Regents Prep: U.S. History: Economics:
Modern
Johnson and the Great Society
Lyndon Johnson's economic/social program was called the Great Society.  Billions of dollars were used to improve and build schools, create the Head Start program for early education, Upward Bound for low income teens to attend college, and Job Corps, which provided vocational training.  Other programs include Medicare, which provided health insurance to low income people over 65, and Medicaid, which provided money to states to help with health insurance costs.  Johnson also created a new Cabinet post, the Department of Housing and Urban Development to stimulate the economy and help build up low income areas of cities.

Nixon and New Federalism
Nixon was mainly a foreign policy president.  His domestic policy focused on turning federally funded social programs over to the states.  He called this program New Federalism.  He believed many of the Great Society's programs were to costly.  As a result, he instituted revenue sharing, which is sharing federal tax money, with the states so that they could fund social welfare.

Nixon's other big economic problem was inflation, which was on the rise due to the Vietnam War.  Nixon also wanted to balance the budget, which means spending no more money than what was generated through taxes.  But, the economic problems of America worsened as unemployment rose and the country's gross nation product declined.  Despite a 90 day wage freeze to get the economy under control, inflation continued to be a problem throughout Nixon's, Ford's, and Carter's presidencies.

Ford and the Oil Embargo
The Organization of Oil Exporting Countries (OPEC) placed an embargo on the United States in 1973 as a result of the U.S.'s support of Israel.  This resulted in gas prices more than doubling and inflation rising to a high of 10%, which placed the country in the worst recession since World War II.

Activity –
Pick up the history lesson on presidents' economic policies after its last sentence and carry it forward. The rows have no connection to the text.

Saved entries
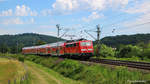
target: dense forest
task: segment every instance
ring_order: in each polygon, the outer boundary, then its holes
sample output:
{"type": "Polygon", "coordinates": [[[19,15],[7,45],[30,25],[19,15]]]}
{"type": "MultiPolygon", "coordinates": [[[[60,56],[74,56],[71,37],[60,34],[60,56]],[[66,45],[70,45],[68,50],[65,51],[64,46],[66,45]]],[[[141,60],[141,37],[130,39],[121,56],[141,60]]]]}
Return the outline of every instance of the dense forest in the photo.
{"type": "Polygon", "coordinates": [[[138,43],[149,43],[150,34],[135,34],[135,35],[117,35],[109,36],[101,39],[101,42],[107,46],[117,47],[120,45],[136,45],[138,43]]]}
{"type": "Polygon", "coordinates": [[[46,43],[62,41],[54,36],[41,35],[35,33],[24,33],[17,35],[0,35],[0,52],[20,52],[24,46],[34,46],[46,43]]]}

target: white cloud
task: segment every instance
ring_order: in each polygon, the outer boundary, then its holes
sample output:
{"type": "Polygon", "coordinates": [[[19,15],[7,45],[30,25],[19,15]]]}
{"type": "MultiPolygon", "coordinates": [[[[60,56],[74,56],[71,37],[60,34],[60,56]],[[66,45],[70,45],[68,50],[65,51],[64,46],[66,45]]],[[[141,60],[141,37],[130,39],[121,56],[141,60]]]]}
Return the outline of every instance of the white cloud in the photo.
{"type": "Polygon", "coordinates": [[[87,18],[82,18],[83,21],[85,22],[90,22],[92,20],[96,20],[96,19],[99,19],[99,18],[102,18],[104,17],[103,14],[98,14],[97,12],[92,12],[91,15],[89,15],[87,18]]]}
{"type": "Polygon", "coordinates": [[[8,9],[6,11],[2,11],[0,13],[0,16],[12,16],[13,12],[12,12],[12,9],[8,9]]]}
{"type": "Polygon", "coordinates": [[[133,0],[56,0],[52,4],[53,12],[70,13],[72,11],[101,11],[108,7],[125,7],[133,0]]]}
{"type": "Polygon", "coordinates": [[[0,0],[0,2],[3,2],[3,1],[6,1],[6,0],[0,0]]]}
{"type": "Polygon", "coordinates": [[[20,18],[5,19],[1,23],[5,24],[5,25],[8,25],[8,24],[24,24],[24,22],[20,18]]]}
{"type": "MultiPolygon", "coordinates": [[[[145,1],[143,3],[137,3],[134,7],[124,10],[126,13],[141,15],[133,21],[126,21],[123,23],[125,27],[130,27],[138,24],[144,24],[150,22],[150,1],[145,1]]],[[[149,24],[150,26],[150,24],[149,24]]],[[[145,27],[145,26],[144,26],[145,27]]],[[[143,28],[143,27],[141,27],[143,28]]]]}
{"type": "Polygon", "coordinates": [[[31,19],[30,19],[30,23],[34,23],[34,18],[31,18],[31,19]]]}
{"type": "Polygon", "coordinates": [[[134,7],[130,7],[124,10],[126,13],[134,14],[134,13],[147,13],[150,12],[150,1],[145,1],[143,3],[137,3],[134,7]]]}
{"type": "Polygon", "coordinates": [[[20,19],[19,17],[16,18],[9,18],[9,19],[3,19],[0,21],[0,24],[9,25],[9,24],[33,24],[34,18],[30,18],[27,20],[20,19]]]}
{"type": "Polygon", "coordinates": [[[44,9],[41,11],[41,15],[48,16],[51,15],[52,11],[50,9],[44,9]]]}
{"type": "Polygon", "coordinates": [[[16,16],[37,16],[36,11],[32,11],[29,7],[22,5],[16,6],[16,11],[15,11],[16,16]]]}
{"type": "Polygon", "coordinates": [[[17,5],[15,10],[8,9],[0,12],[0,16],[37,16],[37,12],[26,5],[17,5]]]}
{"type": "Polygon", "coordinates": [[[68,12],[76,10],[79,7],[78,0],[56,0],[52,8],[59,12],[68,12]]]}

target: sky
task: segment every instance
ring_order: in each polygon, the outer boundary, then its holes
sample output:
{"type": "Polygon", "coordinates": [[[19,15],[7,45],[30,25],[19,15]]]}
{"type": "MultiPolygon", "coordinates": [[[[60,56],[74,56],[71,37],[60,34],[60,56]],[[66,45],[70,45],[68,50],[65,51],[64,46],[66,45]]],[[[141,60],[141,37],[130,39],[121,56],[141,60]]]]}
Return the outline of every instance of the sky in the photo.
{"type": "Polygon", "coordinates": [[[39,33],[94,40],[150,33],[150,0],[0,0],[0,35],[39,33]],[[64,34],[65,33],[65,34],[64,34]]]}

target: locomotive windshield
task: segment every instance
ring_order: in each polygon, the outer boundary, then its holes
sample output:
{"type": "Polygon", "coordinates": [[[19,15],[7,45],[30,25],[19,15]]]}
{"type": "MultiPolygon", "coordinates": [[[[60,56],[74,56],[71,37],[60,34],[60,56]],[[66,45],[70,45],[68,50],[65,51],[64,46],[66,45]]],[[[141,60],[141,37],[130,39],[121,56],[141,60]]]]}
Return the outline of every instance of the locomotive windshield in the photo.
{"type": "Polygon", "coordinates": [[[91,42],[82,42],[81,46],[91,46],[91,42]]]}

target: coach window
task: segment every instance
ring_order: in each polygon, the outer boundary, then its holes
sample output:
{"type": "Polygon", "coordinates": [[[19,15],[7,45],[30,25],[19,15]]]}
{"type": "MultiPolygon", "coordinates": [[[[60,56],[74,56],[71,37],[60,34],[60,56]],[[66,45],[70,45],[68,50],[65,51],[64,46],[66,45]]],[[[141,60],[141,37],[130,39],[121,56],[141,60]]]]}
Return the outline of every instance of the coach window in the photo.
{"type": "Polygon", "coordinates": [[[73,44],[73,46],[77,46],[76,44],[73,44]]]}

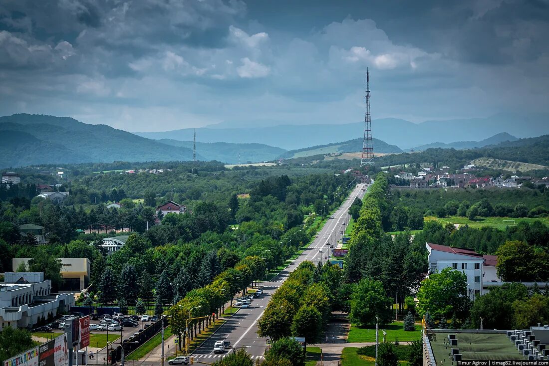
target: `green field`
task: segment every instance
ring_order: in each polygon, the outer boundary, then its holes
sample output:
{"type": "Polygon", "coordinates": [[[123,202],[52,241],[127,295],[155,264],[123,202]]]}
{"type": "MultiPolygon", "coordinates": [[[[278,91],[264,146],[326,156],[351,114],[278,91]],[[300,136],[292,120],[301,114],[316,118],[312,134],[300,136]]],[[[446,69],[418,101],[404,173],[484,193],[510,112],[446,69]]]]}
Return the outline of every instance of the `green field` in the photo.
{"type": "Polygon", "coordinates": [[[462,216],[449,216],[442,218],[435,217],[435,216],[425,216],[425,221],[436,220],[440,222],[443,225],[446,224],[459,224],[461,225],[468,225],[473,228],[481,228],[484,226],[499,229],[500,230],[505,230],[506,224],[510,223],[503,223],[503,221],[513,220],[516,224],[519,222],[528,222],[531,223],[534,221],[541,221],[544,224],[549,226],[549,217],[545,218],[532,218],[532,217],[479,217],[474,220],[470,220],[467,217],[462,216]]]}
{"type": "MultiPolygon", "coordinates": [[[[52,339],[52,337],[55,338],[55,337],[59,336],[61,334],[61,333],[46,333],[42,332],[35,332],[32,333],[32,335],[37,337],[46,338],[46,339],[52,339]]],[[[120,335],[119,334],[116,334],[116,333],[110,333],[109,334],[108,340],[109,342],[114,342],[120,337],[120,335]]],[[[107,346],[107,333],[91,333],[89,334],[90,347],[97,347],[97,348],[102,348],[107,346]]]]}
{"type": "MultiPolygon", "coordinates": [[[[379,341],[383,340],[383,330],[387,333],[386,339],[389,342],[410,342],[421,338],[421,325],[416,325],[414,331],[404,331],[402,322],[394,322],[386,325],[379,326],[379,341]]],[[[351,326],[347,342],[349,343],[376,341],[376,327],[362,328],[351,326]]]]}

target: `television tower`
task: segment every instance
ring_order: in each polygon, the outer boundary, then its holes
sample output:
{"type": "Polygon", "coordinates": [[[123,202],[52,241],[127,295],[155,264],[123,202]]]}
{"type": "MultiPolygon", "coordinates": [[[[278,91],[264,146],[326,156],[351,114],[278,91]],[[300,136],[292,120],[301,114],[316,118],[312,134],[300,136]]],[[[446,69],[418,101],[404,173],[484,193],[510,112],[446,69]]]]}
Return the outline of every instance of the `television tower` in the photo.
{"type": "Polygon", "coordinates": [[[372,119],[370,117],[370,72],[366,68],[366,113],[364,117],[364,142],[362,143],[362,159],[360,166],[374,166],[374,145],[372,142],[372,119]]]}
{"type": "Polygon", "coordinates": [[[197,130],[193,129],[193,161],[197,161],[197,130]]]}

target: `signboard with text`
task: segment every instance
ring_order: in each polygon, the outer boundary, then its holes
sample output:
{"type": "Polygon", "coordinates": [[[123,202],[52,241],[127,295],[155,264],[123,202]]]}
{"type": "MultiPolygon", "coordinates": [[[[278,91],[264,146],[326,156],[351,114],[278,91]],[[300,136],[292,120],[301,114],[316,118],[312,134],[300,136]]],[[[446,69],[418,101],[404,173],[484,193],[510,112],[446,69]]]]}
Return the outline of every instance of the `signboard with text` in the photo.
{"type": "Polygon", "coordinates": [[[347,255],[349,249],[334,249],[334,257],[340,258],[347,255]]]}
{"type": "Polygon", "coordinates": [[[89,345],[89,316],[80,318],[80,348],[89,345]]]}
{"type": "Polygon", "coordinates": [[[4,361],[4,366],[38,366],[38,347],[25,351],[4,361]]]}

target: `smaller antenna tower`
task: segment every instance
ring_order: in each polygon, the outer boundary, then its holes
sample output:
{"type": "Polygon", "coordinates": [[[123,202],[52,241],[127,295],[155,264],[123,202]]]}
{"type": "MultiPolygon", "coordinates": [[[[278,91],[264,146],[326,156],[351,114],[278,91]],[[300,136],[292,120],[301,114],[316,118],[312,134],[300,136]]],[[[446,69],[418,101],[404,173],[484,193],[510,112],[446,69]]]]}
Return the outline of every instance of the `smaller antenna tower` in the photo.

Written reply –
Carter and Stagflation
Inflation and continued rising unemployment were the focus of Carter's domestic policy.  The term stagflation was used to describe the inflation and the stagnant economy.  These problems were worsened by federal social welfare programs that increased taxes.  The federal government was also forced to make millions in loans to Chrysler Corporation and Lockheed Aircraft to keep each from going bankrupt and laying off thousands of employees.  This did nothing to help an already poor economy.

Reagan and New Federalism
Reagan reinstituted the idea of states handling more of the cost for social programs, and for reducing the size of the federal government.  He also wanted to cut taxes for businesses and high income individuals with the idea that they would reinvest the saved tax money into the economy by hiring more workers and purchasing more goods and services, thus stimulating it.  This was called supply side economics, or Reaganomics, and was meant to end inflation.

Reagan also wanted to balance the budget.  He attempted to do this through deep cuts in social welfare programs.  But, his increased spending in the area of national defense actually caused a bigger budget deficit.  The federal government was also forced to bail out farmers who where suffering due to a worldwide recession.  Surplus crops drove prices down, so Reagan's government paid farmers not to grow crops, hoping for prices to increase.  This never happened and many farmers lost the homes and farms when they could not repay government loans.

During the Reagan presidency, America also suffered from a large trade imbalance.  This is when a country imports more goods and services than it exports.  This also contributed to the increase in the national debt.

Bush and “No New Taxes”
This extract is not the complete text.